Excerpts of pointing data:
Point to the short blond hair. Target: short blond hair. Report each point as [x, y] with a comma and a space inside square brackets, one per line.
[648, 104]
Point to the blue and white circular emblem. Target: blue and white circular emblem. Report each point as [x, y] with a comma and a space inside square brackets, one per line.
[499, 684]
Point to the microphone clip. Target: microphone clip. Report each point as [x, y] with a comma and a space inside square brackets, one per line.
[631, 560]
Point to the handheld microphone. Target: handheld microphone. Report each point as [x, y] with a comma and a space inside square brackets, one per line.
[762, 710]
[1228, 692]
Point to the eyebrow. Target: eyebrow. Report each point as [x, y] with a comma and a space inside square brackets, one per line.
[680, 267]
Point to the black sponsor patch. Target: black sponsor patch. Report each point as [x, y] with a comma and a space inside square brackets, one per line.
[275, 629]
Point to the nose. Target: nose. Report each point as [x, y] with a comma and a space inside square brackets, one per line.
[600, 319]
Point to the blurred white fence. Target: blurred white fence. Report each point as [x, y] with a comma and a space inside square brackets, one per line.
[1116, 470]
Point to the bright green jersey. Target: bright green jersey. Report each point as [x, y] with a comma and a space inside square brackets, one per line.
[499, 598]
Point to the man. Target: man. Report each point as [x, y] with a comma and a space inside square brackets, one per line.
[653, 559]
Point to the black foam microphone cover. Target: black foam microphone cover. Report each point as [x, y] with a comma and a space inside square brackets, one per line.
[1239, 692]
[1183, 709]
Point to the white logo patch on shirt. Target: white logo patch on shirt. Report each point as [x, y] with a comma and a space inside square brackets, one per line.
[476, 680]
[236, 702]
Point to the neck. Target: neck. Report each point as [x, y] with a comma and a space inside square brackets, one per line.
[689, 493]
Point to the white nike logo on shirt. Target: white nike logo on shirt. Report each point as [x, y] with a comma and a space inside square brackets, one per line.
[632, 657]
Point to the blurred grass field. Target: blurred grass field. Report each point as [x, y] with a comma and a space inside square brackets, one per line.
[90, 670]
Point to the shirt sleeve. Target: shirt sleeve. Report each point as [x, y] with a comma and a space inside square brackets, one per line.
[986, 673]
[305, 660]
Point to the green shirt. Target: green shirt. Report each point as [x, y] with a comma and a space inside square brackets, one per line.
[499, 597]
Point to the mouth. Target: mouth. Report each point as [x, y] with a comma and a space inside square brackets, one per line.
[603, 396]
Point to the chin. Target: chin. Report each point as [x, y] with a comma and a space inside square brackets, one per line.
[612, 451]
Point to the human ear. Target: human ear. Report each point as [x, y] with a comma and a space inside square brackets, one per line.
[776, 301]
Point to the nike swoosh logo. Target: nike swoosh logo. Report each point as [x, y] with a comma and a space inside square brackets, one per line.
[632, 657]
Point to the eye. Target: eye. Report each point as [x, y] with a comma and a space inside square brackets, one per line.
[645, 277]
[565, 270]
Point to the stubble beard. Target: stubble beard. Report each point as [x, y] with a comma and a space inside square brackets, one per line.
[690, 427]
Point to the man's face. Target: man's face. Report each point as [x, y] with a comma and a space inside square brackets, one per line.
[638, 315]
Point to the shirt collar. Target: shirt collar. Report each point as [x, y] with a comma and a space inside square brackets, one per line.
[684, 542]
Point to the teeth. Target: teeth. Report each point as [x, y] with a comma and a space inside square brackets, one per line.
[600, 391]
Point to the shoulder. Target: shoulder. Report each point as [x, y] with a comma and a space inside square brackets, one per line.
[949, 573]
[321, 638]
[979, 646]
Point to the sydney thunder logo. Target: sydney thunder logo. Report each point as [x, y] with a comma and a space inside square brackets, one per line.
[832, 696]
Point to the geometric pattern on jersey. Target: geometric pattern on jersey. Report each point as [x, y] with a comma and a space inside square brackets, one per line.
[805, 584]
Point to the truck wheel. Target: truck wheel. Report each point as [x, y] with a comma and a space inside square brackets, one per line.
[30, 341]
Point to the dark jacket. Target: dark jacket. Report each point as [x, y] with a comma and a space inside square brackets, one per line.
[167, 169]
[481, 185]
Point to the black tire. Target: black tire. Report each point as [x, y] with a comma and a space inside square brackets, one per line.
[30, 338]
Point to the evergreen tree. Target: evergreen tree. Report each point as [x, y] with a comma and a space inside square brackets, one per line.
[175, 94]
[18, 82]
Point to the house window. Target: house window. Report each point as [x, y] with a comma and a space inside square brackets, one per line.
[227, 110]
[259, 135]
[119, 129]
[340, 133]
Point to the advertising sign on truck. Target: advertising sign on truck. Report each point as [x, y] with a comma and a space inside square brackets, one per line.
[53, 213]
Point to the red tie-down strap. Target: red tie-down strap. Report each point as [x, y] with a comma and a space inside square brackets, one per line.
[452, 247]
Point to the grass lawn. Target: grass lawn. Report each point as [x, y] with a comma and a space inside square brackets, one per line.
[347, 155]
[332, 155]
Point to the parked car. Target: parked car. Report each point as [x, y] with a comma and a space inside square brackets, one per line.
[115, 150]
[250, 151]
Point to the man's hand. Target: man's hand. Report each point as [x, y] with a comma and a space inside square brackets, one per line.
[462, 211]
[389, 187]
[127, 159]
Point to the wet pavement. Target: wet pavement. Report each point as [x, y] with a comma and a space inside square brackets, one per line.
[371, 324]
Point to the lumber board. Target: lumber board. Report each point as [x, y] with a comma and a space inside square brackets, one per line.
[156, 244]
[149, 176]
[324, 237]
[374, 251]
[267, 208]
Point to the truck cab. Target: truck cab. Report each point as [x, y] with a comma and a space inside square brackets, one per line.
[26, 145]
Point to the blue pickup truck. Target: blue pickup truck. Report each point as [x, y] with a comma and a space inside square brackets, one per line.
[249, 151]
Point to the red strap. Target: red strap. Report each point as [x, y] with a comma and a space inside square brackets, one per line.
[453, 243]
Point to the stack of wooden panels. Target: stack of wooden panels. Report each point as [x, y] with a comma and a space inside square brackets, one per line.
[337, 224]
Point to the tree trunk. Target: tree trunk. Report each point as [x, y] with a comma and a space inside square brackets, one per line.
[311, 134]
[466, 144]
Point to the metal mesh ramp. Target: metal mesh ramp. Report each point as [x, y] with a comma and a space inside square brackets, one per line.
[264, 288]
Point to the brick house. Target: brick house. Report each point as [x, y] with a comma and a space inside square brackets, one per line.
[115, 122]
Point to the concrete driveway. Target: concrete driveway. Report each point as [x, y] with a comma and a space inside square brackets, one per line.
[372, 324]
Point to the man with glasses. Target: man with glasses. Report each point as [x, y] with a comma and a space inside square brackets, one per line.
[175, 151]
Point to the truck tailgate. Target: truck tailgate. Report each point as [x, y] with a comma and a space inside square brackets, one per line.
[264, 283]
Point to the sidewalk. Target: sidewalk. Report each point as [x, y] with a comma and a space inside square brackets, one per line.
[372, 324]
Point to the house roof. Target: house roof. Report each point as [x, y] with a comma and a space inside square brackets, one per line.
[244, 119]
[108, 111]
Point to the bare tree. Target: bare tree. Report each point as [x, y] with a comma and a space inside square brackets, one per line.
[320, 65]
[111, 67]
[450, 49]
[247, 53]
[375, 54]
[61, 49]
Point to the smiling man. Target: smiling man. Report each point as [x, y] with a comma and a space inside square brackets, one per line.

- GIVEN TASK
Every line of the data above should be reproduced word for word.

- CORRECT OUTPUT
Point to the short blond hair. Target: short blond hair. Report each point as [x, y] with a comma and a space inside square brackets, one per line.
[648, 104]
Point to the blue and white circular emblem. Target: blue and white circular emblem. Report each point as [x, y] with a comma and a space inside square brackets, one per line.
[499, 684]
Point to the microphone clip. Target: microphone clip. Report each point as [x, y] with a comma and a space inside square brackets, one per line.
[631, 560]
Point to the handheld microphone. Target: handheld microphone. Report each point as [x, y] with a comma and a space inside square brackets, one per line.
[762, 710]
[1228, 692]
Point to the eyebrow. Target: eyebrow. Report each point as [x, y] with a comma and a space inside square brackets, one per line.
[680, 267]
Point to the black sponsor patch. Target: black sponsor patch. Report each point as [x, y] with a comma and a space inside square brackets, one per line.
[275, 629]
Point to the nose. Target: nose. Report each point as [x, y] with a comma and a space inside square brackets, one per line.
[600, 319]
Point to the blurred white fence. Target: blurred white fence. Report each point as [x, y] with a comma and a space inside square brackets, one per line.
[1116, 470]
Point to the bright green jersey. Target: bright green jersey. Report each point as [x, y] with a comma and a space inside square brackets, one per line.
[499, 598]
Point to the man. Target: man. Report each point as [x, y] with a comma and a space inside square brackets, one per line.
[653, 559]
Point to the black foam microphone cover. Target: black foam microphone cover. Report each point as [x, y] with a comma and a space inside square brackets, one per line.
[1239, 692]
[1183, 709]
Point to the white logo patch on shirt. Target: white logo patch on shirt. Report each point as [x, y] with a comma and a space inside square brackets, one per line.
[476, 680]
[236, 702]
Point to the neck. Target: neck. Report each point as [x, y] with a comma and a space inside square brackets, one per line.
[689, 493]
Point to the white nike logo on shirt. Target: white nike logo on shirt. Report each point as [x, y] with a comma and a space inside square brackets, one per line.
[632, 657]
Point to the blurred grass field. Target: blurred grass field. Report each point as [x, y] with a comma and a space inside square brackets, one per line.
[90, 670]
Point to the shirt sleeve. Target: shirt sleeve. Report each point as [x, y] with a comma and a space inside square brackets, one per line.
[986, 673]
[305, 660]
Point to the green shirt. Target: green shirt. Report each point as [x, y] with a comma and a space inside square brackets, one per line.
[499, 597]
Point to the mouth. Target: mouth. Report each point as [x, y] with a comma and a space inside square brackets, one per line.
[603, 396]
Point to the chin. Target: chin. Report each point as [x, y] with a comma and a space inside square brackets, one per line.
[612, 451]
Point to the human ear. Target: human ear. Report each point as [x, y] with a comma and a space inside square brackets, one per line.
[776, 301]
Point to the nike swoosh logo. Target: nike swoosh logo. Report each point as [x, y] with a comma and a space inside square brackets, one per line.
[632, 657]
Point to the eye. Target: eye. Report each point as [x, y] with a comma and a space inside square brackets, one per line.
[645, 277]
[565, 270]
Point to the stubble beard. Target: stubble beard. Report each point as [x, y] with a comma and a space inside square brackets, one per line.
[690, 427]
Point to the man's face. Target: man's face. Report each point as [x, y] with a comma and a space inside square brackets, one per line.
[638, 315]
Point to the shirt collar. Target: shirt collar. Report each point as [x, y] with a comma and a space inside square brackets, one per line.
[684, 542]
Point to the teeth. Target: teeth. Report each point as [x, y] with a comma and a space inside square brackets, one per line.
[600, 391]
Point to the shoulder. Target: shoulder. Report each point as [x, y] with a comma and a space inside square brackets, one per line.
[949, 573]
[321, 638]
[979, 646]
Point to the sydney thunder logo. Target: sydney thunder logo. Report each point as [x, y] with a comma and a space inside square brackets, one per line.
[832, 696]
Point to the geometric pattern on jersey. Target: geometric pattern on jersey. Report each point as [x, y] with a comma and a space inside square brackets, one per line.
[805, 584]
Point to the truck wheel. Target: truck wheel. Report each point as [x, y] with a comma and a space inside square brackets, one per line.
[30, 341]
Point to the dark jacket. Target: dark jacket. Report each point as [x, y] with a comma and a space inside square brackets, one per line.
[167, 169]
[481, 185]
Point to the black tire. Target: black tire. Report each point as [x, y] with a comma and a space inside square brackets, one per line.
[30, 338]
Point to the evergreen tree. Target: evergreen tree. Report each point as [x, y] with a comma and a space inside square brackets, one per line.
[175, 94]
[18, 82]
Point to the house window. Target: house window. Report each point as [x, y] with a comma and a space inside square brackets, one per line.
[227, 110]
[259, 135]
[119, 129]
[340, 133]
Point to the advertising sign on truck. Target: advertising sign on truck. Report each point as [x, y] with a comma and a space inside square brackets, one per line.
[53, 213]
Point to the red tie-down strap. Target: red tie-down strap. Report each point as [x, y] with a comma and a space inside square brackets, one per line.
[452, 247]
Point to the grass lawn. Target: grass lawn. Report each point as [x, y] with a comma and a space inside square brackets, one per line.
[347, 155]
[332, 155]
Point to the parked car. Target: parked car. Report each point as [x, y] with a comma and a space inside square brackets, one per line.
[115, 150]
[250, 151]
Point to the man's hand. Target: man's hand. Report each point as [x, y] with a comma and a space inside square brackets, one per line.
[462, 211]
[389, 187]
[127, 159]
Point to the wet pavement. Target: wet pavement. Report each point as [x, y] with a comma and a space inside square brackets, one per line.
[371, 324]
Point to the lumber board. Target: lumber board. Report each point as [x, y] with a comma and a space inside square brackets, one per line.
[156, 244]
[149, 176]
[324, 237]
[374, 251]
[267, 208]
Point to the truck cab. Target: truck cab. Report each point as [x, y] with a comma and a space inside square brackets, one per line.
[26, 145]
Point to the blue pickup truck. Target: blue pickup truck. Report each point as [x, y] with a comma and a space inside square brackets, one per line.
[249, 151]
Point to the red strap. Target: red strap. Report each point as [x, y] with a comma and a space inside square brackets, one per line.
[453, 243]
Point to the stack of wooden panels. Target: stack of wooden panels. Report each point as [x, y] with a comma and a space inside square brackets, one per line.
[337, 224]
Point to the tree trunk. Target: tree trunk. Report each point as [x, y] with a comma and a space inside square brackets, one per line.
[311, 134]
[466, 144]
Point to the metal mesh ramp. Target: metal mesh ramp. Report each point as [x, y] with a comma and a space inside square brackets, one per line.
[264, 288]
Point to the brick house. Target: brick house. Report each point as [x, y] with a comma and a space inside square brackets, one per line.
[115, 122]
Point to the concrete driveway. Target: concrete driveway. Report each point as [x, y] with a comma and a space inside square brackets, one per line.
[372, 324]
Point to the man with glasses. Target: man with glasses. Report each point as [x, y] with a comma and a space inside square brackets, one per line.
[175, 151]
Point to the truck tailgate. Target: truck tailgate. Report each point as [x, y] with a comma and a space inside square brackets, one per line.
[264, 283]
Point to the sidewalk. Target: sidewalk. Report each point as [x, y] with a comma and a space inside square brackets, one per line.
[372, 324]
Point to the house roof. Target: house roof. Report each point as [x, y] with a comma and a space inside square brackets, one per line.
[244, 119]
[108, 111]
Point to the bare tree. Target: bare tree. Report each point as [x, y] with a comma and a space inside square brackets, one per line.
[320, 65]
[111, 67]
[450, 49]
[247, 53]
[375, 54]
[61, 49]
Point to the smiling man. Target: smiling man. Report each point as [x, y] with a comma and a space inside square brackets, one per line.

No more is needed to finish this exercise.